Problem to solve: All of the lines below should be printed again exactly as they are.

Data excerpts
————————

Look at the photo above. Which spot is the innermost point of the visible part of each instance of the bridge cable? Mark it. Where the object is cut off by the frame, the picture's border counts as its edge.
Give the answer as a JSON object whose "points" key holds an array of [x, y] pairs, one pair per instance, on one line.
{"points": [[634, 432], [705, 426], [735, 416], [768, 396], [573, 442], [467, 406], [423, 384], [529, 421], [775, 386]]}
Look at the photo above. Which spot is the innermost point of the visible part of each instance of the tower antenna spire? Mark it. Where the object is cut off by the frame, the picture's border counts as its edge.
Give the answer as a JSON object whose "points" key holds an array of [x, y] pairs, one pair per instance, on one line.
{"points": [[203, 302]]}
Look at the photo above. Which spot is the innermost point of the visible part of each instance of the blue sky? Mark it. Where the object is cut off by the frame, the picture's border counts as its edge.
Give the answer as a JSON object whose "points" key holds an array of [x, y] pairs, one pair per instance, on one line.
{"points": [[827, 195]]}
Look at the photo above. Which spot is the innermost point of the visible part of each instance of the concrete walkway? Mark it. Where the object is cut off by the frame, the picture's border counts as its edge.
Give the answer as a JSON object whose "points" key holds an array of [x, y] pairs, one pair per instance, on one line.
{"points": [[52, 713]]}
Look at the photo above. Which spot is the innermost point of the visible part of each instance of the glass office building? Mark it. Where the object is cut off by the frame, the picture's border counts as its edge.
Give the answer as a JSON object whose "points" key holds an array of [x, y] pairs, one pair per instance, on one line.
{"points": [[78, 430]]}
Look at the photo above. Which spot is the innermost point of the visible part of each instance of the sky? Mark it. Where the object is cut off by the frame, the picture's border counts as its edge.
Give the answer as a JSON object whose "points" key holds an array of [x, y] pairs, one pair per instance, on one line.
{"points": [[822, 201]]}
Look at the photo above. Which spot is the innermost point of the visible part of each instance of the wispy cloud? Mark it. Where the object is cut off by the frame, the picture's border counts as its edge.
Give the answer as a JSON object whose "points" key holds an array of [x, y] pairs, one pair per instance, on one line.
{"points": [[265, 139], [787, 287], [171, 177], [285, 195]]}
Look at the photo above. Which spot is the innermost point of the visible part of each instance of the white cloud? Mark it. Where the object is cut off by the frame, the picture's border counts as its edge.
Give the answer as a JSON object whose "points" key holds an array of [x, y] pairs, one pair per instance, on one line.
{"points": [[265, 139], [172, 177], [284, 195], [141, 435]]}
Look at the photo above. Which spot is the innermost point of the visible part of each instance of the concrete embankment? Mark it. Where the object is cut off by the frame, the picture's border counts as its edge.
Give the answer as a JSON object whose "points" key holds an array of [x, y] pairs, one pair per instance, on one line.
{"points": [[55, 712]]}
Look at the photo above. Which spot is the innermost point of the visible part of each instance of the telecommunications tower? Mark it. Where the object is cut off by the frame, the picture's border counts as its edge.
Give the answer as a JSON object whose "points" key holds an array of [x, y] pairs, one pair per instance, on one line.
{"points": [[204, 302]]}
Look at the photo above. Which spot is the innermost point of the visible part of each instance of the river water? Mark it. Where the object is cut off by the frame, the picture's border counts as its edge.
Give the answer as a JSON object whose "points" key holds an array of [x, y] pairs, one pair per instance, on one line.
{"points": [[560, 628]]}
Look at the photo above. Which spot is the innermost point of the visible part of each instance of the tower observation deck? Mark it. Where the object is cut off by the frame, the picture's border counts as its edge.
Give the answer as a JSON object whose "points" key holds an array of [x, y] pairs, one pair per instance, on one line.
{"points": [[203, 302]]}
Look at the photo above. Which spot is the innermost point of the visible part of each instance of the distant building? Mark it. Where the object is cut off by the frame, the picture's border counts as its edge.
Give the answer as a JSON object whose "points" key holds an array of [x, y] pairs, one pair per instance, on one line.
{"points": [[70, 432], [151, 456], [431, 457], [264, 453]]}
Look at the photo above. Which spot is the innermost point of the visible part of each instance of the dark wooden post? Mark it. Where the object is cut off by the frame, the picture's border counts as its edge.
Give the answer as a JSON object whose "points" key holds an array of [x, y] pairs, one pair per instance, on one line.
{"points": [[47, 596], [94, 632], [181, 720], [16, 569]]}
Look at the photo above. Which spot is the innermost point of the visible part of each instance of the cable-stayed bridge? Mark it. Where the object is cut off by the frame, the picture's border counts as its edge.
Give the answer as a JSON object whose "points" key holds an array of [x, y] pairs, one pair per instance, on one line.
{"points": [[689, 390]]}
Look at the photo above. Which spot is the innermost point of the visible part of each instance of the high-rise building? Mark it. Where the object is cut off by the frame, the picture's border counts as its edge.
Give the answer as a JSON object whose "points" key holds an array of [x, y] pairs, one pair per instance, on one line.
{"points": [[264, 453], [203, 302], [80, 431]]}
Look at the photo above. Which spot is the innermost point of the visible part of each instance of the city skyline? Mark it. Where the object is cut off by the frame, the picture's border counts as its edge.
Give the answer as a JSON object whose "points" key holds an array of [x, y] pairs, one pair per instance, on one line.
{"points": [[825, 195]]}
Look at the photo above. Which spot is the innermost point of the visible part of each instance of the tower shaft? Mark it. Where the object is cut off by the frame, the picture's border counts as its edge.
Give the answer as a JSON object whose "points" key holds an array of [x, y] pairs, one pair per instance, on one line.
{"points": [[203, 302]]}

————————

Written answer:
Look at the photo above. Which spot is the innermost point of the visible part of each instance of the bridge cable? Mark it. Where the object is cut off by the frame, the picture's border counts as its edge.
Give the answer as a JSON object whose "points" key holds an array of [x, y] pairs, one pair per instance, on one line.
{"points": [[634, 432], [705, 426], [735, 416], [768, 396], [573, 442], [467, 406], [423, 384], [529, 421], [775, 386]]}
Look at the photo above. Which spot is the innermost point of the visible part of each instance of the tower antenna spire? Mark it. Where the object is cut off by the frame, the picture's border counts as its edge.
Give the answer as a JSON object whose "points" key holds an array of [x, y] pairs, one pair per instance, on one line.
{"points": [[203, 302]]}
Look at the photo above. Which spot is the innermost point of the visible part of each instance of the blue sky? Mark it. Where the object is cut off by the frame, the picture's border counts as its edge.
Give the answer as a JSON object whose "points" key holds an array of [x, y] pairs, one pair per instance, on one line.
{"points": [[827, 195]]}
Look at the photo above. Which spot is the innermost point of the visible part of each instance of the concrete walkway? Mark it. Where the object is cut off by the frame, the picture's border counts as its edge.
Give the answer as a JSON object whose "points" key holds an array of [x, y] pairs, one pair per instance, on one line.
{"points": [[52, 713]]}
Look at the photo above. Which spot is the innermost point of the visible part of each instance of the glass office building? Mark it. Where the object is cut off by the frame, the picture's border counts as its edge.
Give the answer as a JSON object whose "points" key holds an array of [x, y] pairs, one pair per instance, on one line.
{"points": [[78, 430]]}
Look at the photo above. Which spot is the innermost point of the visible part of each instance of the sky? Mark it. Where the object is cut off by the frame, the picture's border counts as its edge.
Give the answer as a JSON object whose "points" key holds an array of [x, y] pairs, one pair per instance, on one line.
{"points": [[822, 201]]}
Look at the photo above. Which spot is the innermost point of the visible part of each instance of the wispy cloud? Mark it. Where the object is cut off by the frame, the picture's border counts as its edge.
Give the answer as a JSON object whose "points" key holds an array of [x, y] pairs, one pair per instance, on one line.
{"points": [[265, 139], [787, 287], [171, 177], [285, 195]]}
Look at the photo above. Which spot is the innermost point of the visible part of each instance of the white cloud? Mark it. Where the object is cut off by the frame, the picture's border counts as its edge.
Give the answer as a JSON object whose "points" key holds an array of [x, y] pairs, one pair per instance, on one line.
{"points": [[265, 139], [172, 177], [284, 195], [141, 435]]}
Look at the photo above. Which spot is the innermost point of the visible part of each instance of the concrete embankment? Mark it. Where the object is cut off by the frame, the picture's border counts as its edge.
Give the answer as a JSON object whose "points" key holds an array of [x, y] pairs, one pair per instance, on one line.
{"points": [[55, 712]]}
Look at the photo above. Which spot is the innermost point of the visible part of each instance of the telecommunications tower? Mark it. Where the object is cut off by the frame, the picture's border counts as its edge.
Give the answer as a JSON object whose "points" key holds an array of [x, y] pairs, one pair per instance, on one line.
{"points": [[204, 302]]}
Look at the photo above. Which spot is the innermost point of the visible part of each instance of the river water? Mark it. Where the object is cut off by the frame, the picture's border counts as its edge.
Give the answer as a JSON object whose "points" key holds an array of [x, y] pairs, one pair per instance, on one line.
{"points": [[560, 628]]}
Look at the photo above. Which spot is the innermost point of the visible part of each instance of the tower observation deck? Mark it. Where the object is cut off by the frame, the picture's border counts as its edge.
Give the answer as a JSON object whose "points" key holds an array of [x, y] pairs, one pair per instance, on one line.
{"points": [[203, 302]]}
Look at the photo above. Which spot is the innermost point of the visible part of each instance of the distant building? Mark it. Where the object is cut off by the frame, the picture's border counts as its edge.
Give the answer as a JSON object whose "points" key holds an array of [x, y] pairs, one pair per instance, on one line.
{"points": [[70, 432], [151, 456], [431, 457], [264, 453]]}
Look at the photo above. Which spot is the innermost point of the visible part of each instance of the dark wooden post? Mark it. Where the object is cut off by the frame, the picture's border counts as its edge.
Give the answer as a JSON object whose "points" key holds an array of [x, y] pairs, one pair per instance, on one line.
{"points": [[47, 596], [94, 632], [181, 720], [16, 569]]}
Look at the photo above. Which spot is the innermost point of the visible part of each instance of the cable-stayed bridge? Mark it. Where the object is cut off by the frame, the picture's border counts as its edge.
Give the answer as a JSON object whose "points" key holds an array of [x, y] pairs, one pair per instance, on one line.
{"points": [[689, 390]]}
Look at the photo above. Which spot is the innermost point of the visible part of each instance of the high-rise building? Mark it. Where the object is cut off by the frame, the picture's border counts as its edge.
Give the answer as a JSON object whose "points" key holds an array of [x, y] pairs, one pair per instance, on one line.
{"points": [[264, 453], [203, 302], [80, 431]]}
Look at the photo above. Which spot is the innermost point of the visible part of each instance of the city skyline? Mark it. Where the object is cut off by the frame, the picture's border counts as its edge.
Give the answer as a JSON object whose "points" key holds an array of [x, y] pairs, one pair per instance, on one line.
{"points": [[825, 195]]}
Look at the photo above. Which spot is the innermost point of the visible part of each instance of the tower shaft? Mark it. Where the object is cut off by the frame, the picture's border counts as its edge.
Give the answer as a JSON object whose "points" key holds an array of [x, y] pairs, one pair per instance, on one line.
{"points": [[203, 302]]}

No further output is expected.